[begin Given data]

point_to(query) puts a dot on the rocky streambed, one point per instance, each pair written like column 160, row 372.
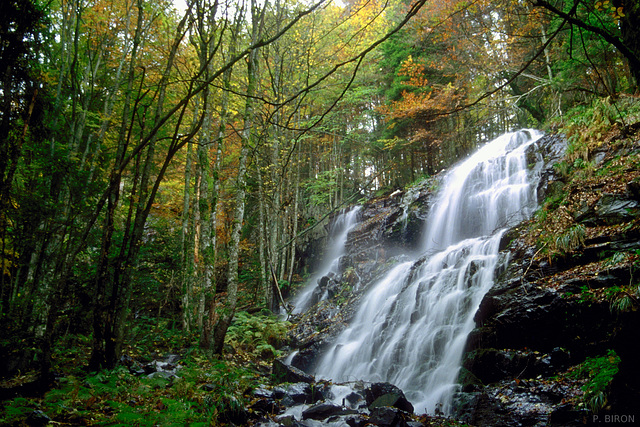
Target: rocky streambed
column 550, row 324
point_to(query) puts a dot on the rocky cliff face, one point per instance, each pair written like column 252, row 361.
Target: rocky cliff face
column 558, row 303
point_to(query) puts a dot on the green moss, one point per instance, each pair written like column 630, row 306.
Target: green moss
column 599, row 372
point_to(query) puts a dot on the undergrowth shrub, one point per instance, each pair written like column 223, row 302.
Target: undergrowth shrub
column 260, row 334
column 599, row 372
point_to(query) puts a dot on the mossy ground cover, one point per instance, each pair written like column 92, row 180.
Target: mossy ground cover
column 202, row 392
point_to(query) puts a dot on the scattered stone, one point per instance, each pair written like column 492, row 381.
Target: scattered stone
column 38, row 418
column 289, row 374
column 385, row 394
column 325, row 410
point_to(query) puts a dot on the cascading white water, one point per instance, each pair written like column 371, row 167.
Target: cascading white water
column 331, row 261
column 412, row 326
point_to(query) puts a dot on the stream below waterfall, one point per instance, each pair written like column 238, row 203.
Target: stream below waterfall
column 411, row 326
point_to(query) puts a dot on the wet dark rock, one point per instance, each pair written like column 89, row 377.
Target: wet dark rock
column 38, row 418
column 385, row 394
column 263, row 393
column 354, row 398
column 297, row 393
column 325, row 410
column 388, row 417
column 265, row 406
column 284, row 373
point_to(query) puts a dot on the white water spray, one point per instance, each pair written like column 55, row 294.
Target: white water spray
column 331, row 263
column 412, row 326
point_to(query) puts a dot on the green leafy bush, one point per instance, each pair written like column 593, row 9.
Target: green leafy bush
column 260, row 334
column 599, row 372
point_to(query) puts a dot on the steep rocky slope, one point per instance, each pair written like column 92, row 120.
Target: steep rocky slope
column 562, row 313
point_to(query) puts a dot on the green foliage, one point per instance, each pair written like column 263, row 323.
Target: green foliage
column 320, row 189
column 599, row 372
column 200, row 393
column 570, row 240
column 259, row 334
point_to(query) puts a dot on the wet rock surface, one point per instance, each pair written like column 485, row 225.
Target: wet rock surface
column 541, row 319
column 322, row 403
column 545, row 315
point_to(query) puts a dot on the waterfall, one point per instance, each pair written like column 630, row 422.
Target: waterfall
column 412, row 325
column 313, row 291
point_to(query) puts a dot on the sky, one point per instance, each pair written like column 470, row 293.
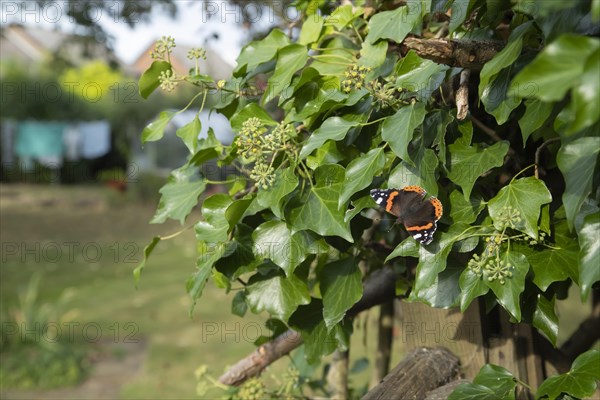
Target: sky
column 193, row 26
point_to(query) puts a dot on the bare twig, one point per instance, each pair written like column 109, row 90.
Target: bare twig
column 462, row 95
column 538, row 153
column 378, row 288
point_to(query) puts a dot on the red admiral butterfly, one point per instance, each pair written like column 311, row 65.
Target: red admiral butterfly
column 418, row 215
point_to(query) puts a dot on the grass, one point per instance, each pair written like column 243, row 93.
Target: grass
column 107, row 234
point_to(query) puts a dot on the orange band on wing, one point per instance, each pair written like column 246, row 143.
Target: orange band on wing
column 390, row 202
column 419, row 228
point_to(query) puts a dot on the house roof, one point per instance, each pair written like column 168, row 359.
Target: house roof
column 32, row 44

[end Given data]

* _Exercise prompt_
Copy out all of the entries above word for word, omitting the pictures.

* _Answer for this exercise_
point_to(query) puts a dot on the rocky streambed, one point per instance, each pair written like column 160, row 372.
Target: rocky streambed
column 550, row 324
point_to(query) puts a dot on the rocky cliff face, one point per instance, each pair written like column 252, row 361.
Target: rocky cliff face
column 558, row 303
point_to(query) puts a dot on the green moss, one point per instance, each pair written like column 630, row 306.
Target: green moss
column 599, row 372
point_to(query) puts a dot on the undergrowth shrub, one point per instance, each pair written like column 223, row 302.
Target: undergrowth shrub
column 260, row 334
column 599, row 372
point_to(query) puts a dot on the mossy ground cover, one point per instance, each pair written like column 92, row 180.
Target: mossy ground cover
column 202, row 392
point_to(query) puts a dot on the scattered stone, one point per instance, each pair written like column 492, row 381.
Target: scattered stone
column 38, row 418
column 289, row 374
column 385, row 394
column 325, row 410
point_to(query) puts a dot on the cascading white water, one point per instance, each pair written like column 371, row 167.
Target: cascading white water
column 331, row 261
column 412, row 326
point_to(query) puts a dot on the stream below waterfall, one point per instance, each pair written like column 238, row 203.
Target: stream below waterfall
column 411, row 326
point_to(query) puts a dot on the wet dark rock, one point per instance, each pair written like column 89, row 377.
Target: wet dark rock
column 38, row 418
column 385, row 394
column 263, row 393
column 354, row 398
column 297, row 393
column 325, row 410
column 388, row 417
column 265, row 406
column 284, row 373
point_to(query) puts a dot on the white water spray, one point per instance, each pair written like column 55, row 294.
Target: white water spray
column 331, row 263
column 412, row 326
point_to(query) puts a dot on the green leafy bush, one point per instance, each pair written like column 593, row 9.
Target: green leafy bush
column 260, row 334
column 599, row 372
point_to(query) puts a dot on the steep rocky slope, one point per instance, each pair written like column 92, row 120.
Target: steep rocky slope
column 562, row 313
point_to(query) puts a dot on the green foliage, one point per instance, each pair written like column 263, row 323.
Target: green foliage
column 320, row 189
column 599, row 372
column 200, row 393
column 570, row 240
column 259, row 334
point_to(query) puts a dot on the wet rock surface, one point per instance, each pair written like column 485, row 225.
Target: wet rock surface
column 541, row 319
column 322, row 403
column 545, row 315
point_to(query) puts a dot on the waterfall, one point per instance, each pair written like column 630, row 422.
Target: waterfall
column 412, row 325
column 313, row 291
point_to(query) puts a dot on the sky, one point per instance, each pair written like column 470, row 293.
Target: sky
column 193, row 26
point_to(query) puts a dot on the bare twig, one point per instance, each pair written like column 109, row 90.
Target: bare twig
column 462, row 95
column 538, row 153
column 378, row 288
point_to(query) puts a dot on the red admiral butterfly, one point per instance, each pair written like column 311, row 65.
Target: red admiral butterfly
column 418, row 215
point_to(query) puts a dot on the grass, one point per instance, each pair written like column 243, row 93.
Target: grass
column 107, row 234
point_to(query) puts a dot on the orange band on wing, one point per instance, each pair written like column 246, row 143.
Target: orange band on wing
column 390, row 202
column 419, row 228
point_to(query) puts a dot on the house roof, one point per instance, each pair written like column 168, row 359.
Target: house roof
column 32, row 44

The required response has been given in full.